EXERCISE REQUIREMENTS → Find each line in the entries below that contains the word "headlight" and copy it out. Case counts when matching.

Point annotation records

>>>>

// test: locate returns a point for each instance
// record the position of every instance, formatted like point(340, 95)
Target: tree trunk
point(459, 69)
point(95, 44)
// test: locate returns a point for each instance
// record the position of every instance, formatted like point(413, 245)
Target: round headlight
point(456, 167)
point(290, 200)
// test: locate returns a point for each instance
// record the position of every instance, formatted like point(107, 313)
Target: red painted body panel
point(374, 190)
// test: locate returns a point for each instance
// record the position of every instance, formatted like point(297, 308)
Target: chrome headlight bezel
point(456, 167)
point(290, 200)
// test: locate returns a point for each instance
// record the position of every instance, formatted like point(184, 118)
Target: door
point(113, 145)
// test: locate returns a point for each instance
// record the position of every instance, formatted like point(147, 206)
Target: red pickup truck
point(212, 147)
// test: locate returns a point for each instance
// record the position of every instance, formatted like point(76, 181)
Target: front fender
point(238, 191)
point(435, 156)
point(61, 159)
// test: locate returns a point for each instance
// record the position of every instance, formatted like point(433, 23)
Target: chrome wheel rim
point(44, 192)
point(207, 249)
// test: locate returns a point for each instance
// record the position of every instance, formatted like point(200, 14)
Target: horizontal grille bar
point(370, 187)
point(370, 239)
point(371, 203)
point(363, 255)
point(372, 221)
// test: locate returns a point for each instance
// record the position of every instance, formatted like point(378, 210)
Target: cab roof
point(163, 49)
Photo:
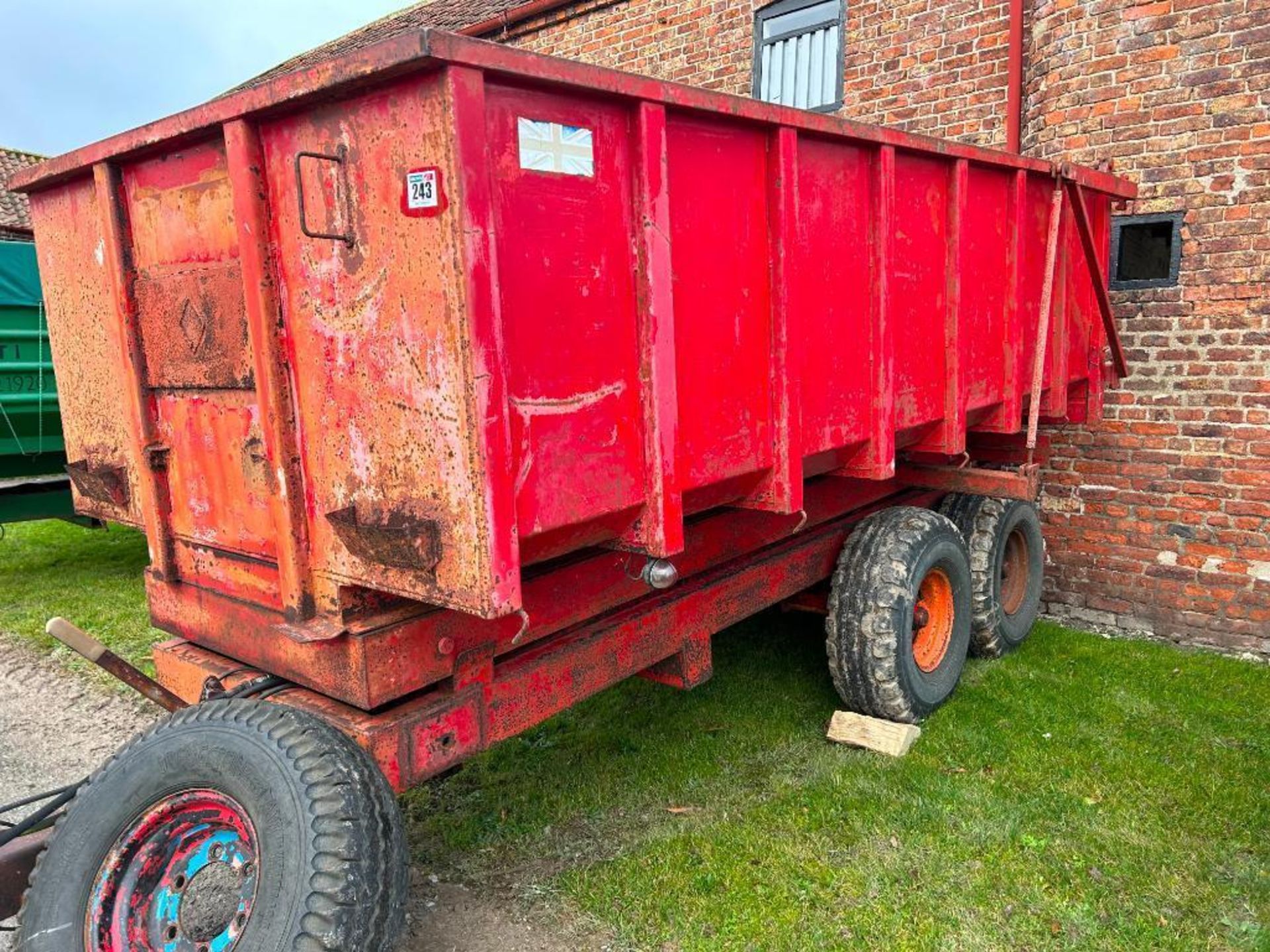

<<<<

CORRECT RESPONSE →
Target: round headlight
Target: chrome headlight bezel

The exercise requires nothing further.